- _Required action_
Leaving out the pictures, output each record exactly as it stands.

Stored data entries

***

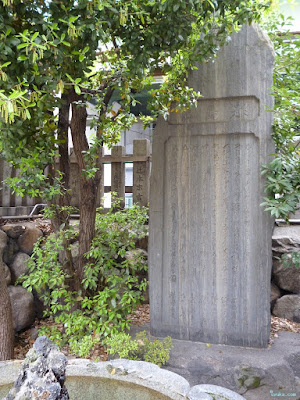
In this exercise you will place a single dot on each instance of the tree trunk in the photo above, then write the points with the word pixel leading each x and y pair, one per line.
pixel 6 324
pixel 88 188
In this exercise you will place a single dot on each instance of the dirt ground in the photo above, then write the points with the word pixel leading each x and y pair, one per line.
pixel 24 340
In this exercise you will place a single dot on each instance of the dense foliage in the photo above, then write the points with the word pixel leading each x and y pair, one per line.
pixel 113 283
pixel 142 348
pixel 283 172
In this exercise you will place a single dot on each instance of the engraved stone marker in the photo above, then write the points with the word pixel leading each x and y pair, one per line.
pixel 210 240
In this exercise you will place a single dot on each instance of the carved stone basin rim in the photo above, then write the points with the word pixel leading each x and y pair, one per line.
pixel 122 380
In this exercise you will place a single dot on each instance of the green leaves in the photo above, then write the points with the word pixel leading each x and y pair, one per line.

***

- _Result for this task_
In this exercise you will place a single dot on each instance of the tree trunk in the photo above, then write the points with the word pixel leading each x and y pair, one per line.
pixel 6 324
pixel 88 188
In this exercise you will place a single dot on each instance of the dirt ground in the photo above, then write the points with the word pixel leading each x and y pair, one per line.
pixel 24 340
In this exercise you will place a single dot on each instance of the dense foliage in the photo above, then write the points with the word pixel leading each x and y pair, one per line.
pixel 113 283
pixel 142 348
pixel 283 172
In this exercise you will place a single dot on each instance of the engraved stone marker in the photo above, then write the points with the word pixel leading each x and y pair, one per line.
pixel 210 240
In this exercise you will place a single dot on each instance of the carved stone basin rim in the photo above, then write the points with the word pixel leading each x and y pair, one per line.
pixel 122 380
In this exercise you will place a single dot on each instance of the green leaves in the photo above, then write the points with the word pixel leading each x and y pair, one per line.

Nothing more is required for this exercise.